Task requirements ▸ Everything from the line holding "the snowmobile handlebar." through the last line below must be repeated exactly, and nothing else.

The data ▸
------------------------------------------------
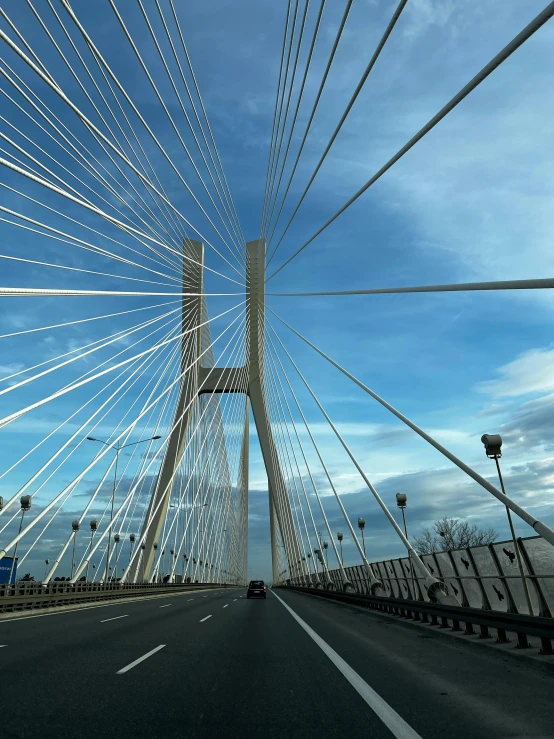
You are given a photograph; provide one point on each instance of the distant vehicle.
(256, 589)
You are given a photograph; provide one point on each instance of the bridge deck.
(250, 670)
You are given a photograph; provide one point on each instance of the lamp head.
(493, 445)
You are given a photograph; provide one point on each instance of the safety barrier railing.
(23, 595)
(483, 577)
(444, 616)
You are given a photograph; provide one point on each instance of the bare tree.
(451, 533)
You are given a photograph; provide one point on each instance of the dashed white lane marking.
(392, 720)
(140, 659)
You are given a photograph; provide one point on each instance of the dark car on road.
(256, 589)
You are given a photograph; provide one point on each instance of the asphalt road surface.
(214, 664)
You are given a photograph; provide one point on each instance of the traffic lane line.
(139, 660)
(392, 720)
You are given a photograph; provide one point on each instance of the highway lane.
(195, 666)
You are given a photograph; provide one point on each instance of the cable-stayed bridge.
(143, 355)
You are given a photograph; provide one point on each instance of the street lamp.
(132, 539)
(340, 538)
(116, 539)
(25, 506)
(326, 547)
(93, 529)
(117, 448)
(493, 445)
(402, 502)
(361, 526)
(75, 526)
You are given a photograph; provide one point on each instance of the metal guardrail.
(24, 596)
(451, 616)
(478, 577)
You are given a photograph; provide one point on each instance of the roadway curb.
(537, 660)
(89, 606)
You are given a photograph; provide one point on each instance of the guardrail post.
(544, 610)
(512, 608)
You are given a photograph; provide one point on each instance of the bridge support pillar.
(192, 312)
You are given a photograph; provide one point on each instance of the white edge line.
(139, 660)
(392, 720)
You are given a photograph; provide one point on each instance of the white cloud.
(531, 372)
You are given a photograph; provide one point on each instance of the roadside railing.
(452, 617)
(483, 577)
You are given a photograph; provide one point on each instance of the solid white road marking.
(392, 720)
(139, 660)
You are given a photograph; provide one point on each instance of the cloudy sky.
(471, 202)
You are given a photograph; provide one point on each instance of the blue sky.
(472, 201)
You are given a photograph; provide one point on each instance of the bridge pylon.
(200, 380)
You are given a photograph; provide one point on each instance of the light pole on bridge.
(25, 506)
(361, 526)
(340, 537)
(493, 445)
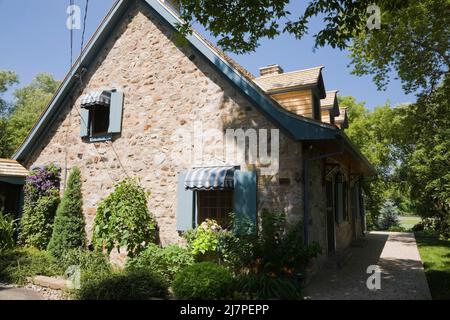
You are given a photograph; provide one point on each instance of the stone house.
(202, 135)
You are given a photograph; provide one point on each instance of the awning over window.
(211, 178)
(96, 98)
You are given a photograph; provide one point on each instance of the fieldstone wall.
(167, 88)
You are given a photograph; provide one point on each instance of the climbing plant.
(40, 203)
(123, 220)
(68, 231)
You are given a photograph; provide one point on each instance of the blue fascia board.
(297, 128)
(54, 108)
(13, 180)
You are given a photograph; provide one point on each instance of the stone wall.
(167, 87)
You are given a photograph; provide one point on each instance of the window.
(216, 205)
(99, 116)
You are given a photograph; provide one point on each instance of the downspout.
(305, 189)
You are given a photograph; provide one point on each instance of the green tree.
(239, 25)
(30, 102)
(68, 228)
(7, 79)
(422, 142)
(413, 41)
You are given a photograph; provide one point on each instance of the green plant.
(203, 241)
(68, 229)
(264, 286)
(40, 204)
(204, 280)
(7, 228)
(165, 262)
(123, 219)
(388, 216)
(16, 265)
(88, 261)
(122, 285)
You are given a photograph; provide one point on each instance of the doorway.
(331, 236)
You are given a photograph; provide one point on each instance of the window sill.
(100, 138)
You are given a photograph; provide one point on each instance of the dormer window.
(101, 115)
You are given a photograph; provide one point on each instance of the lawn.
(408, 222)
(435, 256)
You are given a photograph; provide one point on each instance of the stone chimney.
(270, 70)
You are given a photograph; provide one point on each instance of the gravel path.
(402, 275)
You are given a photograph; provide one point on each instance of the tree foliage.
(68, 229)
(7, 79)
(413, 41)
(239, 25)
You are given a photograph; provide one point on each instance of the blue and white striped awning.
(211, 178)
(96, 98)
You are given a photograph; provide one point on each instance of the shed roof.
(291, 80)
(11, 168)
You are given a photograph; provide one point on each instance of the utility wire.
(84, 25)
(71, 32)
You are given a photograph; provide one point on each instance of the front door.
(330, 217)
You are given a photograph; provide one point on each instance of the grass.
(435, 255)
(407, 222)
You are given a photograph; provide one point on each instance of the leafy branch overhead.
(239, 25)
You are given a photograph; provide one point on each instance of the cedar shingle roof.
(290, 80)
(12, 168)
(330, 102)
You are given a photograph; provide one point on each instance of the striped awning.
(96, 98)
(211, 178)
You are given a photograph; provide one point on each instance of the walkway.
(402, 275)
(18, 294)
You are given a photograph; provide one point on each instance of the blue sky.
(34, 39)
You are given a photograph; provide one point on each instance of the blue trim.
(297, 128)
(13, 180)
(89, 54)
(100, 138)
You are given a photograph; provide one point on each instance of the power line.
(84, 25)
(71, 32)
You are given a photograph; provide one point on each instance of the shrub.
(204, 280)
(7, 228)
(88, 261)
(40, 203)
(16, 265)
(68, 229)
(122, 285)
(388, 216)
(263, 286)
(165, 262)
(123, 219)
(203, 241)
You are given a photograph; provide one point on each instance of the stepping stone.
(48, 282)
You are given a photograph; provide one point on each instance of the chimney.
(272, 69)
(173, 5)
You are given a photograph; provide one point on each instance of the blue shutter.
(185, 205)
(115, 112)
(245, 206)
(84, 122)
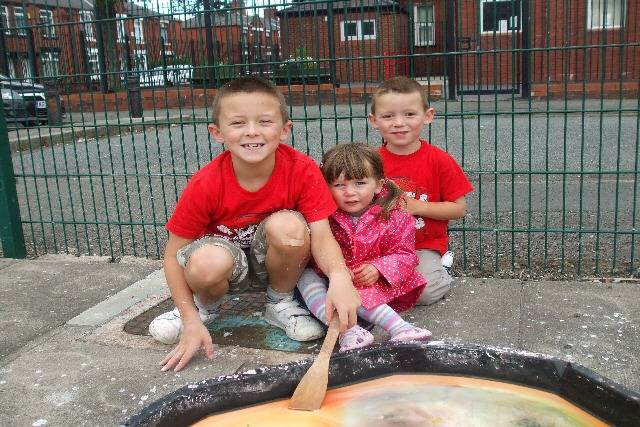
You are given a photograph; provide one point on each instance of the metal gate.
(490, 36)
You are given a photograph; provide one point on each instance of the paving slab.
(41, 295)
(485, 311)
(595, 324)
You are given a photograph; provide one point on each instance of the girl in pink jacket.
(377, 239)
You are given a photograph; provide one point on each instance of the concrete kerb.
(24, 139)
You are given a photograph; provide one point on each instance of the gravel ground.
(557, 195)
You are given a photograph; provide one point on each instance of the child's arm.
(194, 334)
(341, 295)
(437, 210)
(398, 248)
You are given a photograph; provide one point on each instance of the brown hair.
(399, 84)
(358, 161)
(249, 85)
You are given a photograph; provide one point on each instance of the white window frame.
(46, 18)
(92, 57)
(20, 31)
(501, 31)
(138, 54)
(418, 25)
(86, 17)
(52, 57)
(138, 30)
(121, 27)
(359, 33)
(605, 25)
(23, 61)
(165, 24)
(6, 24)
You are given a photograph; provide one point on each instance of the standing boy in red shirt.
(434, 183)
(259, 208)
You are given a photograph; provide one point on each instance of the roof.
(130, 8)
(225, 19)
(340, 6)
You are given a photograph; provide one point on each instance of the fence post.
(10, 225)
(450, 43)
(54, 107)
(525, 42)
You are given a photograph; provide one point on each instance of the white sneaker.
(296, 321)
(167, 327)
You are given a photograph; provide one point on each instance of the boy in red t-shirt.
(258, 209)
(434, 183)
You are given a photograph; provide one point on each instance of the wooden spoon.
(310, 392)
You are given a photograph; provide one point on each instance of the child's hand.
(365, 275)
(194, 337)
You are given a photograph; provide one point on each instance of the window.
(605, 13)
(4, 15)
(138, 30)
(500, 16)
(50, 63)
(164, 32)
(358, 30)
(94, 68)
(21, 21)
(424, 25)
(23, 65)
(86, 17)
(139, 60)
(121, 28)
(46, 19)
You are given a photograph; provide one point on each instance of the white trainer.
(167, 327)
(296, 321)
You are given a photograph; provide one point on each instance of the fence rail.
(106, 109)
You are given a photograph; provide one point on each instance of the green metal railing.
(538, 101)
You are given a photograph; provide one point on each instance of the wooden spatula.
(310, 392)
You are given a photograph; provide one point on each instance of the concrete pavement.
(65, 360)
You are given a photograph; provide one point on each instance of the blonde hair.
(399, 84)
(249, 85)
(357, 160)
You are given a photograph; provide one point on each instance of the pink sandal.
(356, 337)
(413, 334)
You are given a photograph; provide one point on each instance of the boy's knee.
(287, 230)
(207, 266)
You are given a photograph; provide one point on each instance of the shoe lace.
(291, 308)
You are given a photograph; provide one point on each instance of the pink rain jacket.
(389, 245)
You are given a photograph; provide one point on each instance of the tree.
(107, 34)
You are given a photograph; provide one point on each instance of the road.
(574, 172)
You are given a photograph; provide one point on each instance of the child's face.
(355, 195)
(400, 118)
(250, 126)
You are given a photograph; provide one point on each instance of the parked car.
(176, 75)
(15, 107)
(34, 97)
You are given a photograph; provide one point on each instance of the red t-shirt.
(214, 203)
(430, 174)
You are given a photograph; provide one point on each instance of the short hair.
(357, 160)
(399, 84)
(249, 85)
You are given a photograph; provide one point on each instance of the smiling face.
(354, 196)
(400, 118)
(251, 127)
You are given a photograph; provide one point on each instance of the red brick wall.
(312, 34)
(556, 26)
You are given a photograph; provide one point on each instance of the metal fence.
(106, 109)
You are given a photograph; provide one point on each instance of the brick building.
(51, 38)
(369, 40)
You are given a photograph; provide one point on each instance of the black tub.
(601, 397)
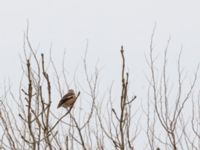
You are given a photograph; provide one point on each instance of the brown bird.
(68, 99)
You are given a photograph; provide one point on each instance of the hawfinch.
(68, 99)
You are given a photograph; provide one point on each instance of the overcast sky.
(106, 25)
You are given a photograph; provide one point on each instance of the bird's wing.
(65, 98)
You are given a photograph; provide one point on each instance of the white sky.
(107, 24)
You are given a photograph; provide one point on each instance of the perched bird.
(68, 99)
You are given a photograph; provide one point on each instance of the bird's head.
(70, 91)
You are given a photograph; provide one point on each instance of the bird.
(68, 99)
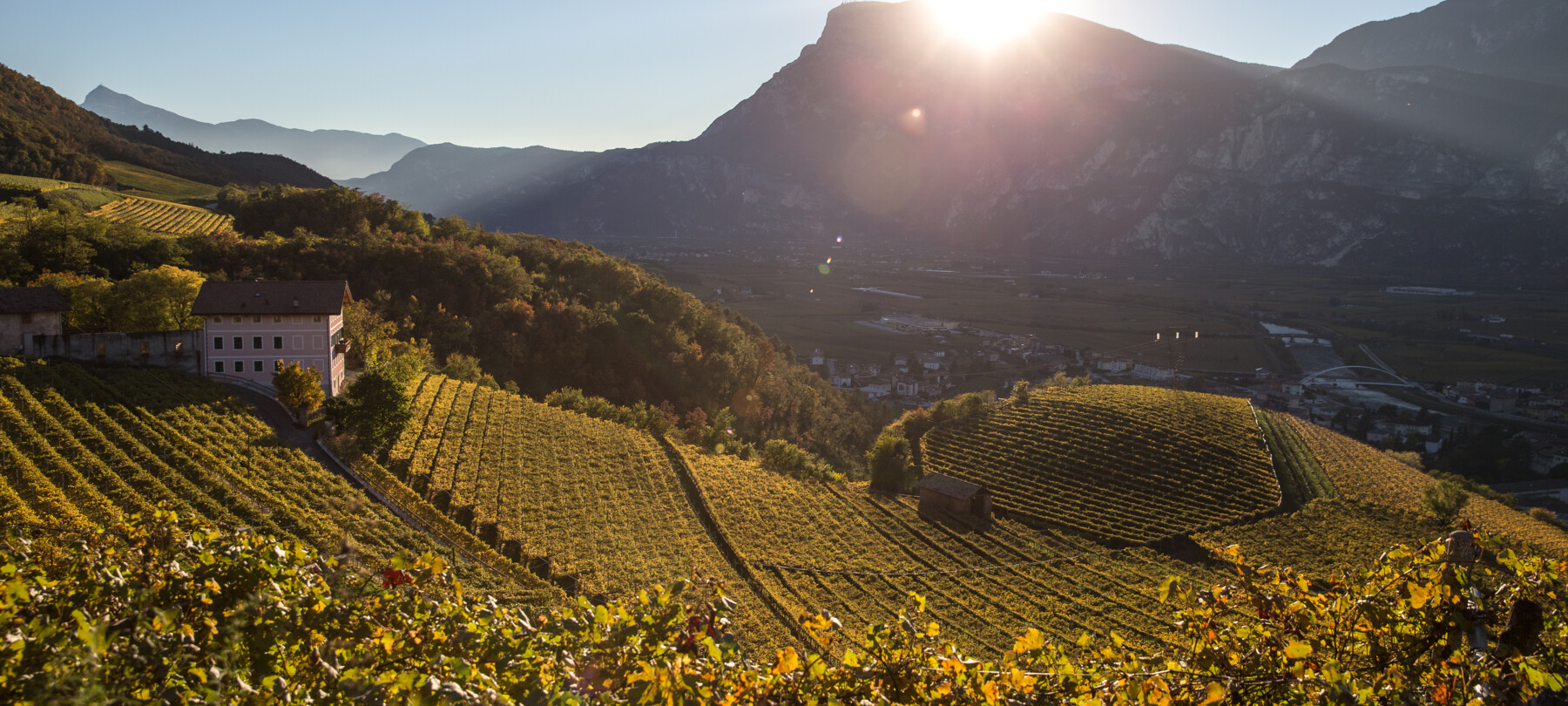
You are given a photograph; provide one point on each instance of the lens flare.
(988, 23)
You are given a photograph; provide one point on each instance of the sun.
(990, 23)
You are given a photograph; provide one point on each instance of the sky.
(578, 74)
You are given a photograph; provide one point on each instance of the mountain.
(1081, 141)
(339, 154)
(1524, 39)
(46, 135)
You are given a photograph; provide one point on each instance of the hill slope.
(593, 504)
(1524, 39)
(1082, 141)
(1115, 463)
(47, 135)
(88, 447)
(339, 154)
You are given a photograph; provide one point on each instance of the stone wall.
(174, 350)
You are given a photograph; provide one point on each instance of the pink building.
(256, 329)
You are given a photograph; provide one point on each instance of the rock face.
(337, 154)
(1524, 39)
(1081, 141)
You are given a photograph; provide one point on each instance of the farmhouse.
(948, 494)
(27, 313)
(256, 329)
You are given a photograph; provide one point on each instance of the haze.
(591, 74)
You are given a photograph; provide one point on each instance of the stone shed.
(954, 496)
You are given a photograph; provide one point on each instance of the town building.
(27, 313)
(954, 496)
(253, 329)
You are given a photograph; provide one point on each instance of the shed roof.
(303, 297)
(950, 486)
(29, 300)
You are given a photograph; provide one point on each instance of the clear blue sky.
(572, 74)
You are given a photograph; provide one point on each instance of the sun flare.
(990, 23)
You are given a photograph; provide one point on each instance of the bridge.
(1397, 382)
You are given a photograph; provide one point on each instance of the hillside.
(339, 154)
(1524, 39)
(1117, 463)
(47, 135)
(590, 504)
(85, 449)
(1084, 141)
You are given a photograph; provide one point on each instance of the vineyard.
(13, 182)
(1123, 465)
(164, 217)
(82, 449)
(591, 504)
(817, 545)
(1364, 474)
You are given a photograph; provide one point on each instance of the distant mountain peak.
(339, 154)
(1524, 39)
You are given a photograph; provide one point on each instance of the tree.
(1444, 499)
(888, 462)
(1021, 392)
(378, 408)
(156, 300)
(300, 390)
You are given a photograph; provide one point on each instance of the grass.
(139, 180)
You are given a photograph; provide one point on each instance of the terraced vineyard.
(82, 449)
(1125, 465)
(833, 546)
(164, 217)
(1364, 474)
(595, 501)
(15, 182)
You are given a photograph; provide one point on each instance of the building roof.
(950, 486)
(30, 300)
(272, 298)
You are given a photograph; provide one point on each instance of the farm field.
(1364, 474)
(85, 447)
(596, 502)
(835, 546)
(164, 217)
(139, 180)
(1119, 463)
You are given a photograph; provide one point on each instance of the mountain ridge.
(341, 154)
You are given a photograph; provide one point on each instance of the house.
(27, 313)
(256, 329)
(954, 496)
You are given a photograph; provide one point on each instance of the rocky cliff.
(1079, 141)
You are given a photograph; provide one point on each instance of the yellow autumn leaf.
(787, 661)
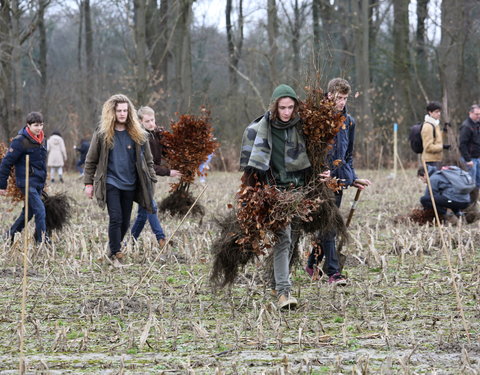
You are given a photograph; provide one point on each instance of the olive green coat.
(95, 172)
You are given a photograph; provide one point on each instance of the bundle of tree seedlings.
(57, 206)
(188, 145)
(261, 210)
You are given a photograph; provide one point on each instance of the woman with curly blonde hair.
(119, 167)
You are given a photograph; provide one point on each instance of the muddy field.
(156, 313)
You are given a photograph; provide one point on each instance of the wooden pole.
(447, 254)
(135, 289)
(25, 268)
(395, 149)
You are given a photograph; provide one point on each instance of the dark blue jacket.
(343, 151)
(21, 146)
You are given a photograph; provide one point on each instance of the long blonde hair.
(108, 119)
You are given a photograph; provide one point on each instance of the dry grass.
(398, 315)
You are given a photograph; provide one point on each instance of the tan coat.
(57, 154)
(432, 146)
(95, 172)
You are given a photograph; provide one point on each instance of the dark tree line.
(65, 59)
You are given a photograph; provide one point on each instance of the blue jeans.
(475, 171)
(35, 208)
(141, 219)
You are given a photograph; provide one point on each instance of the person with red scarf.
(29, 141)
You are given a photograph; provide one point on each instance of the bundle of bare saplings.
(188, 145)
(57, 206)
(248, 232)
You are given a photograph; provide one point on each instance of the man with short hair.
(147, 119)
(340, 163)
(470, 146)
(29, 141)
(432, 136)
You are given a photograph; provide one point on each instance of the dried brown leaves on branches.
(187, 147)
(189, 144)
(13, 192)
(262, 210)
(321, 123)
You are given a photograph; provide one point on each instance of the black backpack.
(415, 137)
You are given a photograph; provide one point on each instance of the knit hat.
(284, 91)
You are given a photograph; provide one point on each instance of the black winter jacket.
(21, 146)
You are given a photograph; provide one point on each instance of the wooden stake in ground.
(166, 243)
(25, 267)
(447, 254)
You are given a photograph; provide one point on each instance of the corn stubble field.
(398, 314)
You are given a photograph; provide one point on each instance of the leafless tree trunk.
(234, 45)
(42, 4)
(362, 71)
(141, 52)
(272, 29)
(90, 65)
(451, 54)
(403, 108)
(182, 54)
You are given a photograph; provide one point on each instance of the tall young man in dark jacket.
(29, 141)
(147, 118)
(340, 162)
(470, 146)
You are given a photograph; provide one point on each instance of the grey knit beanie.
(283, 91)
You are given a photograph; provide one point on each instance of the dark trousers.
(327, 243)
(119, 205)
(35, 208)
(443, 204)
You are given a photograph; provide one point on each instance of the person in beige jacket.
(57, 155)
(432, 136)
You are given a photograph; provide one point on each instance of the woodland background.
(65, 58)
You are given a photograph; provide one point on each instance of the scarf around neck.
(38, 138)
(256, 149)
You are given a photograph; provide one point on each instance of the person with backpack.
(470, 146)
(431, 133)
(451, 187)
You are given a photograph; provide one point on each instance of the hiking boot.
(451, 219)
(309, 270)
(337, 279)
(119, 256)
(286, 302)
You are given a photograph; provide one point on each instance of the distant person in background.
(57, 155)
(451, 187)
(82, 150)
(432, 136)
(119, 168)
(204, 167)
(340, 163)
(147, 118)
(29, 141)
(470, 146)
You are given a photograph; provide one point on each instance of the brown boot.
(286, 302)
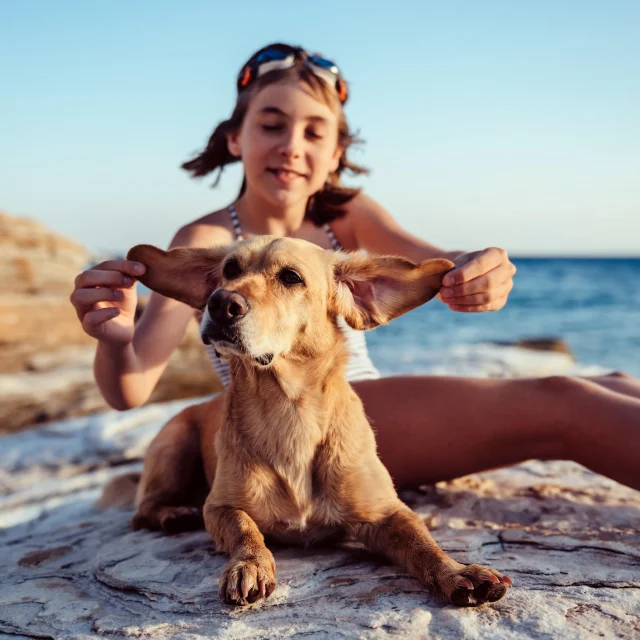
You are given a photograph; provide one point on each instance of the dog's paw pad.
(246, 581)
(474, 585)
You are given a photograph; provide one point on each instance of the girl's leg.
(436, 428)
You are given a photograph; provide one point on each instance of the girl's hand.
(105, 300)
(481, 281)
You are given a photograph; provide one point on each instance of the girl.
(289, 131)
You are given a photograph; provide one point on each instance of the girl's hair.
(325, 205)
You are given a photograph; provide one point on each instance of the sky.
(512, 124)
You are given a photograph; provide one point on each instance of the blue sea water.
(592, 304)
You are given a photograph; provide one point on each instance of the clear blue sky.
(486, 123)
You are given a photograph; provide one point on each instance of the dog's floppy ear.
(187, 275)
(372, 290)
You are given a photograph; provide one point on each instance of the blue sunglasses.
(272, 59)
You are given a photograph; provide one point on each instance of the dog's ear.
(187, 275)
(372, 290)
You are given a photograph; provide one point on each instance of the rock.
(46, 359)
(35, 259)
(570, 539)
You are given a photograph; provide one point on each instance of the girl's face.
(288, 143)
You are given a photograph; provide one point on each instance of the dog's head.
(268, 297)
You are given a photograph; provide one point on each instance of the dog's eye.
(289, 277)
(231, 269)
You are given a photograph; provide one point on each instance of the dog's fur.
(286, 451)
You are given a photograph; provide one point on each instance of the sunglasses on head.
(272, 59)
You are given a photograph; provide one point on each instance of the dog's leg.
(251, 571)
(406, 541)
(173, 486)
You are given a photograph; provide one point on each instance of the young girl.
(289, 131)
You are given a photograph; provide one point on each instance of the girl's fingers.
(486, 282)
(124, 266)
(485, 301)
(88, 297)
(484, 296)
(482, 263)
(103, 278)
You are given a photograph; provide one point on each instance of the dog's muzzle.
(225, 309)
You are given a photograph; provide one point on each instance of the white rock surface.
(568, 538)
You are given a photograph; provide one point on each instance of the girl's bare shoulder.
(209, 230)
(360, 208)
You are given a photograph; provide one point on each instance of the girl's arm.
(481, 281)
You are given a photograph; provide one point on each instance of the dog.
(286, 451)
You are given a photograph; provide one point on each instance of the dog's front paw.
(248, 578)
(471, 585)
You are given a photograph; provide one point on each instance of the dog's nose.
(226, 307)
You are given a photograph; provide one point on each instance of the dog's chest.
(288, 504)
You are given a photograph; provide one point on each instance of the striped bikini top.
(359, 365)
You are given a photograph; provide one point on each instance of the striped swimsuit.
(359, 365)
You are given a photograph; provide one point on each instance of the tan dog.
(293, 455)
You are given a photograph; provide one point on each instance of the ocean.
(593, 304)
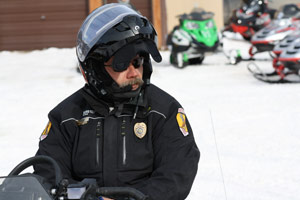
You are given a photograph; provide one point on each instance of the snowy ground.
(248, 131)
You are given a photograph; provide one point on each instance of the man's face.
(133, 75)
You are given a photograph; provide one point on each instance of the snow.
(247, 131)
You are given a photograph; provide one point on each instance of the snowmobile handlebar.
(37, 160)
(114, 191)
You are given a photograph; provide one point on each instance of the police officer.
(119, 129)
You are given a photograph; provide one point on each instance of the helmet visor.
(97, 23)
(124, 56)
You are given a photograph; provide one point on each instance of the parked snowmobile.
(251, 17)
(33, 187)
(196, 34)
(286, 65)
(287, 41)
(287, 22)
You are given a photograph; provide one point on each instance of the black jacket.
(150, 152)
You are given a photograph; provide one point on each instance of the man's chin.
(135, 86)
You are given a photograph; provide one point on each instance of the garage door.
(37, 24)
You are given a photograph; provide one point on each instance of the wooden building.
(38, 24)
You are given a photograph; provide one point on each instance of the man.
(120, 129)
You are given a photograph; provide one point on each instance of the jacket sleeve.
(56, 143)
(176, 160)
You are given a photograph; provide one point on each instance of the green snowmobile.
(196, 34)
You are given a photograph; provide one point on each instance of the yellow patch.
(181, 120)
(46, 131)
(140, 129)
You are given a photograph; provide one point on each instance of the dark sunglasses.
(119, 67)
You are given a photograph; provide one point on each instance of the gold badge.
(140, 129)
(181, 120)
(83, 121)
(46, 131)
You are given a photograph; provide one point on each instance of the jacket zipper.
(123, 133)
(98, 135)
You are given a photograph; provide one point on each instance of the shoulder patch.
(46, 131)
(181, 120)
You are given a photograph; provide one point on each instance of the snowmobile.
------------------------------------------------
Solution to the exercise ▸
You are given a photograph; provide one point on each instance of the snowmobile handlebar.
(37, 160)
(114, 191)
You are given a photograph; provide one point on each instance of the police officer.
(119, 129)
You are given a photograph; provide one point on each instance of the helmet visor.
(97, 23)
(124, 56)
You are given a photograph; provide one point on each instance of the parked snowmobile.
(251, 17)
(33, 187)
(196, 34)
(286, 65)
(287, 41)
(287, 22)
You are given a photograph; provide one point on each instance of the black jacket.
(150, 152)
You are given a photograph; provide one point on each instance of the man's chin.
(135, 86)
You are given a photograph; provide one point on each instance of the garage door.
(37, 24)
You are given a photograph; provide one point on each instance of the wooden building.
(38, 24)
You are given a photograph; provide one point on each instance of the man.
(120, 129)
You are given a photograph; provide one point on each instance of the jacket sleeve.
(56, 143)
(176, 160)
You are given a photograph; provide one point on each instance of the green snowmobile.
(196, 34)
You are given a photograph; provide one point on each instance of the yellow patch.
(181, 120)
(46, 131)
(140, 129)
You are given a photograph; provide one point on each instance of the dark sunglasses.
(119, 67)
You are given a photograph; provide one point on each instance of the gold badge.
(140, 129)
(181, 120)
(83, 121)
(46, 131)
You are given a photograph; provide one point on each instance of the jacket zipper.
(123, 133)
(98, 135)
You are given a photograph; provide one point on each instance of the shoulder patch.
(46, 131)
(181, 120)
You are given a photograph; provide one point on each instance of the snowmobile.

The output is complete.